### Description of the task
Going through the data below, copy out each line where the word "lamp" shows up.

The input START

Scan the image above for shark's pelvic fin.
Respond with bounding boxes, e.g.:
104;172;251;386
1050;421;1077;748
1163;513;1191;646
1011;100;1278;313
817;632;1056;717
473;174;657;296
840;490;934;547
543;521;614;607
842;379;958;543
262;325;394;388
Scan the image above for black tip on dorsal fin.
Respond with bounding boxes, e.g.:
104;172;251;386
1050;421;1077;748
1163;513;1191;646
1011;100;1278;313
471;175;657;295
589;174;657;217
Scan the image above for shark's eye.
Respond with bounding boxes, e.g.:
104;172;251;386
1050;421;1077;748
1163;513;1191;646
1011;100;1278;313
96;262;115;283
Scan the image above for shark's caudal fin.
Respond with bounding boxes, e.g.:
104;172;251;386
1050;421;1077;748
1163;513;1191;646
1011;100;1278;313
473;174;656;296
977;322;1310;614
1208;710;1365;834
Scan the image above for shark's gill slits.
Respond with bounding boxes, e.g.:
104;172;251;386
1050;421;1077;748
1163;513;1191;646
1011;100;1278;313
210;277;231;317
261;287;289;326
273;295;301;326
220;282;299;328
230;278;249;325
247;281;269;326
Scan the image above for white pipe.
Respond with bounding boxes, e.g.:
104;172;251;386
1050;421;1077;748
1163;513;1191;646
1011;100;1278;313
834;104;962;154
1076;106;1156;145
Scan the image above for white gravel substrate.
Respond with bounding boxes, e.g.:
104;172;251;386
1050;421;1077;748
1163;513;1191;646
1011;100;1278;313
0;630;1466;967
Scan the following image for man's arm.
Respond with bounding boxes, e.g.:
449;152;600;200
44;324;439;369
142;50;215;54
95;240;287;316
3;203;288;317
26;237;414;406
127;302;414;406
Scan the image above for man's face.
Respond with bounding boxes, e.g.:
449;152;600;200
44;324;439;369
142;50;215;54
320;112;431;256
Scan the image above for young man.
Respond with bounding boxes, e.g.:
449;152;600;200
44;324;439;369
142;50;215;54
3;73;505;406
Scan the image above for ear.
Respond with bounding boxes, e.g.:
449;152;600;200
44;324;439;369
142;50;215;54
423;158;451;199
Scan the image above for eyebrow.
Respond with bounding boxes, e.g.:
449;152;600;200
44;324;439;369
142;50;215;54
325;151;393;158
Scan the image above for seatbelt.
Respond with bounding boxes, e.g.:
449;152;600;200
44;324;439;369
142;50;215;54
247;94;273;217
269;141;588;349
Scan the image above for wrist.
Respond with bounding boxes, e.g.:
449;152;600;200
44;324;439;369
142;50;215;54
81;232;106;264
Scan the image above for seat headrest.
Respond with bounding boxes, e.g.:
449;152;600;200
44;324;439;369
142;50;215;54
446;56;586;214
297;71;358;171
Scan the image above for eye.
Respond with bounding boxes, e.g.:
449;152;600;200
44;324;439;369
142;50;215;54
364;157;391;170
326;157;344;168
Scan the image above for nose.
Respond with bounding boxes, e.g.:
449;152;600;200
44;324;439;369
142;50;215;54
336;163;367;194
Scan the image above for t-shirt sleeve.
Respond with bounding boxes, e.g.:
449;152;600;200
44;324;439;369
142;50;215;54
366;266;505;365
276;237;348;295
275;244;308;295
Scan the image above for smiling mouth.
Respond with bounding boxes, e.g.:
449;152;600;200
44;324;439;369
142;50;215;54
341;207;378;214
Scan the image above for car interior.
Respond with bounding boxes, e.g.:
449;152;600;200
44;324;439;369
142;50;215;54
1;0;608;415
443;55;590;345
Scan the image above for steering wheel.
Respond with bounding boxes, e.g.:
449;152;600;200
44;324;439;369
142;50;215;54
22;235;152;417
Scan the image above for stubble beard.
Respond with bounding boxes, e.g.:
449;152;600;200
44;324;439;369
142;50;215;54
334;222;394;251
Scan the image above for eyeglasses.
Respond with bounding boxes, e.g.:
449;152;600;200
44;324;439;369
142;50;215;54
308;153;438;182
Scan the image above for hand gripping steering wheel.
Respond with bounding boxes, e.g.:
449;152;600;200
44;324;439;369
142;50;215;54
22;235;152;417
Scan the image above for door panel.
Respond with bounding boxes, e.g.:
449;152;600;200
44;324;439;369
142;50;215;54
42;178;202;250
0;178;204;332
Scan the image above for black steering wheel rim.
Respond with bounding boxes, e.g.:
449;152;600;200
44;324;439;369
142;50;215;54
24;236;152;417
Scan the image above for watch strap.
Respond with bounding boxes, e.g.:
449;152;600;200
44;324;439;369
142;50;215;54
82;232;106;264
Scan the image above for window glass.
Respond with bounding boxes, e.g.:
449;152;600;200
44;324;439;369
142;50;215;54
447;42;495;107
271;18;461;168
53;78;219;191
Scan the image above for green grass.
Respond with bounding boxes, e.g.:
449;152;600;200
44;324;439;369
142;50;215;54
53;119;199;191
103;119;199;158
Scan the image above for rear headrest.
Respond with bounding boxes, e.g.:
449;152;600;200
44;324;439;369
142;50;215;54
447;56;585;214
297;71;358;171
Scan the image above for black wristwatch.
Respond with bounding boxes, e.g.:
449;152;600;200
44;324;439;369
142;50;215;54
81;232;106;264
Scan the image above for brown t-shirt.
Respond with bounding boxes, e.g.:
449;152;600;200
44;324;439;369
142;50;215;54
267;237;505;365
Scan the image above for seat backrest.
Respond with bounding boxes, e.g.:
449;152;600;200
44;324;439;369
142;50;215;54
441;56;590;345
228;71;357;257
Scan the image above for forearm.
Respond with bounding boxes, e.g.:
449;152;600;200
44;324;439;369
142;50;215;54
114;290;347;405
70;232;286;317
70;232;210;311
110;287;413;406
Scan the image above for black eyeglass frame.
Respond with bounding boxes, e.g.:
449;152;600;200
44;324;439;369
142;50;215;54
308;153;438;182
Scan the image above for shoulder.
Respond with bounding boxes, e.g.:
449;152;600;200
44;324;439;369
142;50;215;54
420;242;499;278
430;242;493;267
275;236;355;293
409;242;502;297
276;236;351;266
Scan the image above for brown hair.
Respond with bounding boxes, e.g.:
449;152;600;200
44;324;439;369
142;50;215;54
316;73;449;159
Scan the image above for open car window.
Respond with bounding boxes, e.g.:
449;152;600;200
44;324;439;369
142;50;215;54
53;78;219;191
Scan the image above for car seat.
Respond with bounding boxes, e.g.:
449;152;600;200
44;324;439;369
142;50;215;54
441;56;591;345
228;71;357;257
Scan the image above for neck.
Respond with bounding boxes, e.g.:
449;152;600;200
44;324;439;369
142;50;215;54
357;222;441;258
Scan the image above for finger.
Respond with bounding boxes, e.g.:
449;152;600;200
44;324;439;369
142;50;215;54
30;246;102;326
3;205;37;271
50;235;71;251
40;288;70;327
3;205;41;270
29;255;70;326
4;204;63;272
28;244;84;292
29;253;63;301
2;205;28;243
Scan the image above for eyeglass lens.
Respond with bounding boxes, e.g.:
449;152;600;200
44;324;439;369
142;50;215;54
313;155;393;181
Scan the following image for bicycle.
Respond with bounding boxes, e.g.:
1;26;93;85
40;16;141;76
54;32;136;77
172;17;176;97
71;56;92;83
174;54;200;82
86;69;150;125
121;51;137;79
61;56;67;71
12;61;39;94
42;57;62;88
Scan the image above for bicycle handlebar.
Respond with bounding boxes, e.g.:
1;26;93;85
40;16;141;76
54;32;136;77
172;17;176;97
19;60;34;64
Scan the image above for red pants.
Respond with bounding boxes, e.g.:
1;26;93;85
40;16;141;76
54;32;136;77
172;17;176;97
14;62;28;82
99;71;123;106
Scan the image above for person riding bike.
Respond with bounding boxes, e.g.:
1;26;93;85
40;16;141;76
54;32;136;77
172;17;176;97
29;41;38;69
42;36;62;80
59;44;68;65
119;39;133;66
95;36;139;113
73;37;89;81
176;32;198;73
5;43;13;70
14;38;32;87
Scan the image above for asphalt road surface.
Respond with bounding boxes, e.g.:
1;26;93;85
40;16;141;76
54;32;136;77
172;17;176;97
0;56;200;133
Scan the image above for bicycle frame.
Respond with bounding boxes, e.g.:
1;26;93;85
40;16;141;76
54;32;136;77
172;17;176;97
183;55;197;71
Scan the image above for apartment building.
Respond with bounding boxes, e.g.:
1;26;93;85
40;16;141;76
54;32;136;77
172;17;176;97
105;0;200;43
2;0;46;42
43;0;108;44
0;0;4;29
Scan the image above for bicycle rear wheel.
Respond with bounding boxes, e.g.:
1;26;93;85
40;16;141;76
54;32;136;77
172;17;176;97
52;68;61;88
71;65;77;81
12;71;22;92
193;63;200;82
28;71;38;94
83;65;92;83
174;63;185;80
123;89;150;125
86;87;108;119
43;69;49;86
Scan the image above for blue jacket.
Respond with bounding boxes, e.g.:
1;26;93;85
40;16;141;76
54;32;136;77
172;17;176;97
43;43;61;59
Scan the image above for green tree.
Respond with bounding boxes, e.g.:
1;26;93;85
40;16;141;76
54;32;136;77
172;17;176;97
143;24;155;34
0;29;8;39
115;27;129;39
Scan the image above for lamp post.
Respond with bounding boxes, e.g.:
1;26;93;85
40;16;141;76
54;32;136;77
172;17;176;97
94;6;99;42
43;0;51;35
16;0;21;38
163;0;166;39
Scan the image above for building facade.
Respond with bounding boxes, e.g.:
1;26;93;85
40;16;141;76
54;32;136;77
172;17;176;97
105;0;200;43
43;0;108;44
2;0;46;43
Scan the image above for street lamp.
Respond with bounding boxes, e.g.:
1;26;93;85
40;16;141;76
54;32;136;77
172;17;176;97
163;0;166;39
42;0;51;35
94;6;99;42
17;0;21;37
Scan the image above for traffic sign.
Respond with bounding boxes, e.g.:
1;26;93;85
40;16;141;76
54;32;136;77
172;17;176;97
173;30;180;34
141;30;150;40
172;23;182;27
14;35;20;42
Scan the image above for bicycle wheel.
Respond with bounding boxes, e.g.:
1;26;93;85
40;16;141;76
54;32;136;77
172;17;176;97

The input END

### Solved problem
Scan the image above for lamp post.
Scan the image above for street lamp.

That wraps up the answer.